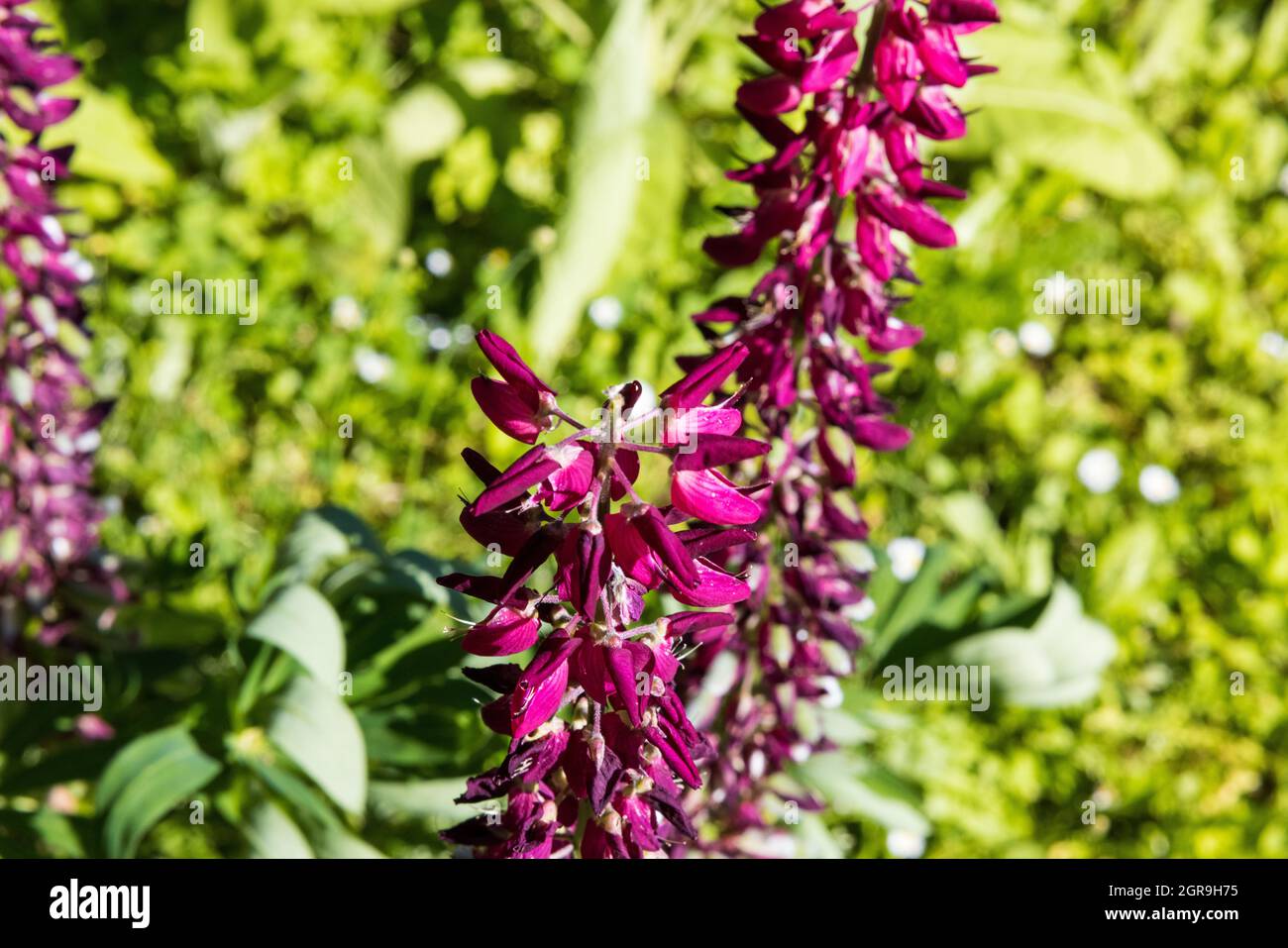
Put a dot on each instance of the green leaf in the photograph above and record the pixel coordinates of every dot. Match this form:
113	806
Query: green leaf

● ● ● ● ●

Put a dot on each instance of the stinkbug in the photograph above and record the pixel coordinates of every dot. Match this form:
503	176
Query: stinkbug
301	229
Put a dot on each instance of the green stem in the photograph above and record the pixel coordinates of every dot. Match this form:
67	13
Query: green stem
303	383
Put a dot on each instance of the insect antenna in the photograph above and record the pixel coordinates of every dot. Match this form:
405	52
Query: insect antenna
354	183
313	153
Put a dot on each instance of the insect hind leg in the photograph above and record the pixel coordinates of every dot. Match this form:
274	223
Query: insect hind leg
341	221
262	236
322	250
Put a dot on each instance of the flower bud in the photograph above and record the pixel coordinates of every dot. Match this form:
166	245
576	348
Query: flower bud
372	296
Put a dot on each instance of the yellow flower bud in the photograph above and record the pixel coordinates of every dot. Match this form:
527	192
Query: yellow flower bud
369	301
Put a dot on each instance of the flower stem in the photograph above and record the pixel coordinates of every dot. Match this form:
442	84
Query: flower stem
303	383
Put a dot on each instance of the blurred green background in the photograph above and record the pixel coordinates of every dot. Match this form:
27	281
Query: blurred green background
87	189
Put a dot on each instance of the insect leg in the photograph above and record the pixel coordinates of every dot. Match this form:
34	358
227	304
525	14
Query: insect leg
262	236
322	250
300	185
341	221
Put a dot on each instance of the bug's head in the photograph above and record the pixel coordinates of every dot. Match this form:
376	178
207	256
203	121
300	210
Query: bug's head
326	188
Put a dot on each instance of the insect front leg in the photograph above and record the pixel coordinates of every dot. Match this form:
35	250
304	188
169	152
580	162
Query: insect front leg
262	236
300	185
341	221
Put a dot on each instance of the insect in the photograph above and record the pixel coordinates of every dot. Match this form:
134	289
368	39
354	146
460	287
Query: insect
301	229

● ● ● ● ●

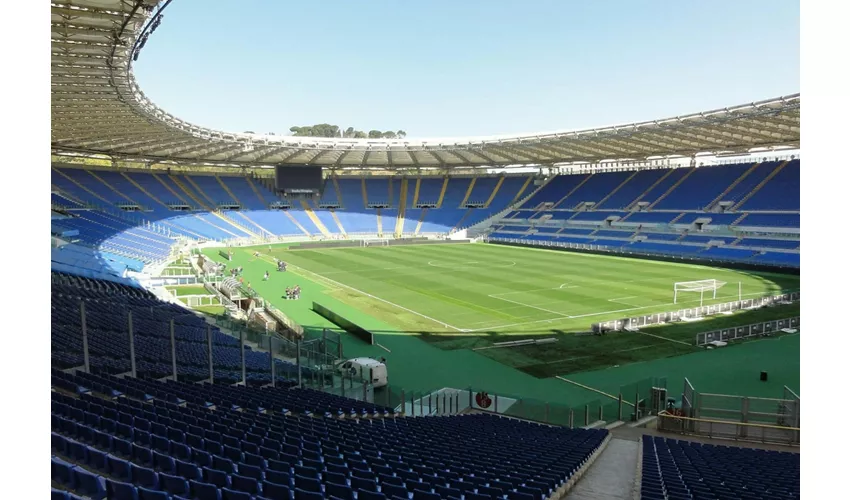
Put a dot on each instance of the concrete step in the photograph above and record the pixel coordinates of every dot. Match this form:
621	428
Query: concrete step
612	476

● ● ● ● ●

* _Exercise goal_
Select every line of the items above that contains the word "yellow".

* _Written answer_
Put a dot on each instance of the yellow flower bud in the photograph above and record the pixel coordinates of every dot. Match this form:
Query: yellow flower bud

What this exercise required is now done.